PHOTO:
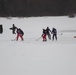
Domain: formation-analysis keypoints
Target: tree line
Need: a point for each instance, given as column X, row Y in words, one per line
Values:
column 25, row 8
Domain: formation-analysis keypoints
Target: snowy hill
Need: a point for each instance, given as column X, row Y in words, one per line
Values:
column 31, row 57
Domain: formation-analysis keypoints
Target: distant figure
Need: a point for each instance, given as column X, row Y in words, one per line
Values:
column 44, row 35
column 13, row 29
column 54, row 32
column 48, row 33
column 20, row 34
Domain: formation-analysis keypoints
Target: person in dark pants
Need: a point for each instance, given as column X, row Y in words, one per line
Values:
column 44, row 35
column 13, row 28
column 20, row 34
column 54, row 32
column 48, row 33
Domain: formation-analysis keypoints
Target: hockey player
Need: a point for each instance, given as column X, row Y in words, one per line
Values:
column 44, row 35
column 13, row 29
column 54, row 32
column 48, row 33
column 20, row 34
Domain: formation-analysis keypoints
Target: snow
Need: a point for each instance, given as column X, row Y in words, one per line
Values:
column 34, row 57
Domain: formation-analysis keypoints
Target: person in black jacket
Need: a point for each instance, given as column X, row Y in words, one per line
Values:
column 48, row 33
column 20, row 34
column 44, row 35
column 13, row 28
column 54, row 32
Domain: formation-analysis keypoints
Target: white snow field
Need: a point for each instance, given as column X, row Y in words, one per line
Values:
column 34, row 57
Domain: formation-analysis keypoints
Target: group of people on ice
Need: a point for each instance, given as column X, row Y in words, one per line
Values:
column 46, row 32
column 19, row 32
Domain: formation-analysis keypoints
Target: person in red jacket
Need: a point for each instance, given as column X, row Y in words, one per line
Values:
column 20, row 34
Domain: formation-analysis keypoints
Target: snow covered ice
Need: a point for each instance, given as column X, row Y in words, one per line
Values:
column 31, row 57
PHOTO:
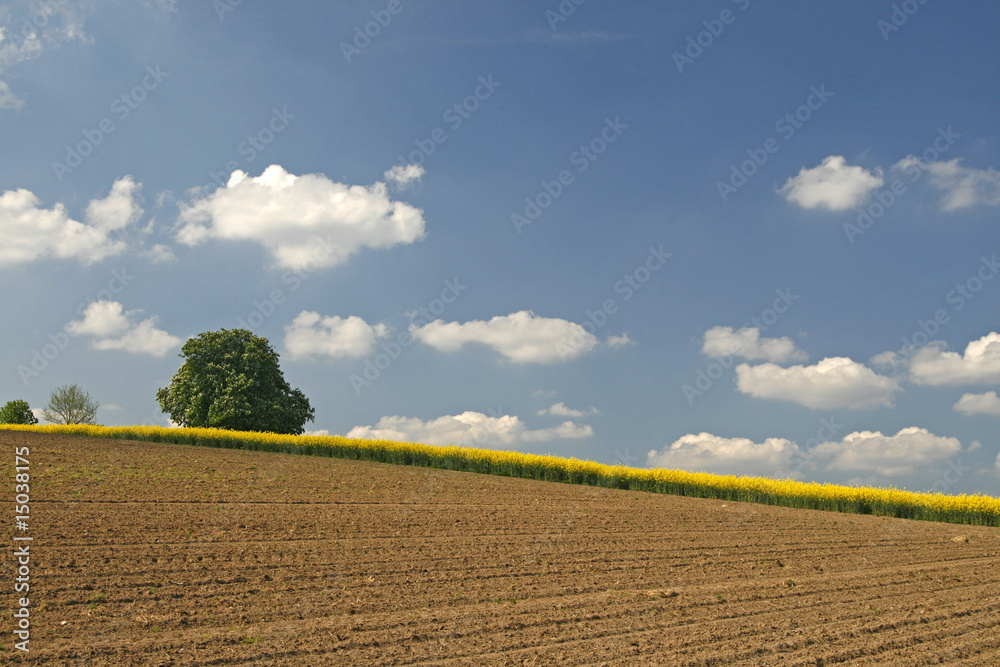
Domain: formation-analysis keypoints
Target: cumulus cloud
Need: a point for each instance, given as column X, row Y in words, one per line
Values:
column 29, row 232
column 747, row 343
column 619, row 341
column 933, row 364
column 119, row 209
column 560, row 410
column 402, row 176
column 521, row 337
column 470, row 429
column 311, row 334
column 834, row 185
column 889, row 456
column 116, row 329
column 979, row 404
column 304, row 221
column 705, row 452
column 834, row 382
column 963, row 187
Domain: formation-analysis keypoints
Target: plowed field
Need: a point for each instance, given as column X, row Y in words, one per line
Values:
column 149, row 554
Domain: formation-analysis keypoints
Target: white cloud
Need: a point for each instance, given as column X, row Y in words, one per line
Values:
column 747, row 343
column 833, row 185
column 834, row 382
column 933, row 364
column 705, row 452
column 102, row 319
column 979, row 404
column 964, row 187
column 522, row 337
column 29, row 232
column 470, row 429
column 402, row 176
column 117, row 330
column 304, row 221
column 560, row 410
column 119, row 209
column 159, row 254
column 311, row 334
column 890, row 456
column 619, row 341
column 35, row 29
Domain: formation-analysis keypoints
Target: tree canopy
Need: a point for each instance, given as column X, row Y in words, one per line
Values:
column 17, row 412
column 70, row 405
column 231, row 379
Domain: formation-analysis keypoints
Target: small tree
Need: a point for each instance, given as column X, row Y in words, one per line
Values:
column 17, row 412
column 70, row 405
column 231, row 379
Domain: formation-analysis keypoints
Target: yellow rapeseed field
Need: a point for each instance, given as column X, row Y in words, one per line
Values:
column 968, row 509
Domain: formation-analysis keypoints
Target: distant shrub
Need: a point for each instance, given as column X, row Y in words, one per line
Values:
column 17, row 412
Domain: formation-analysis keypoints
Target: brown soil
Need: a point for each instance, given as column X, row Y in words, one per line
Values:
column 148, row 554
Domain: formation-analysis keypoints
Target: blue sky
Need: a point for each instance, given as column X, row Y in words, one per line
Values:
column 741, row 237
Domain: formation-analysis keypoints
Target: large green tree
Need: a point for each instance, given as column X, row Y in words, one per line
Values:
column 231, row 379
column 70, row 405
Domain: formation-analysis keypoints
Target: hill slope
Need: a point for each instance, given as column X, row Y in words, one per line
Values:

§ §

* **Exercise aim**
The required answer is each line of the entries containing the string "field".

* **Result for this task**
Target: white snow field
Target: plowed field
Target: yellow rapeseed field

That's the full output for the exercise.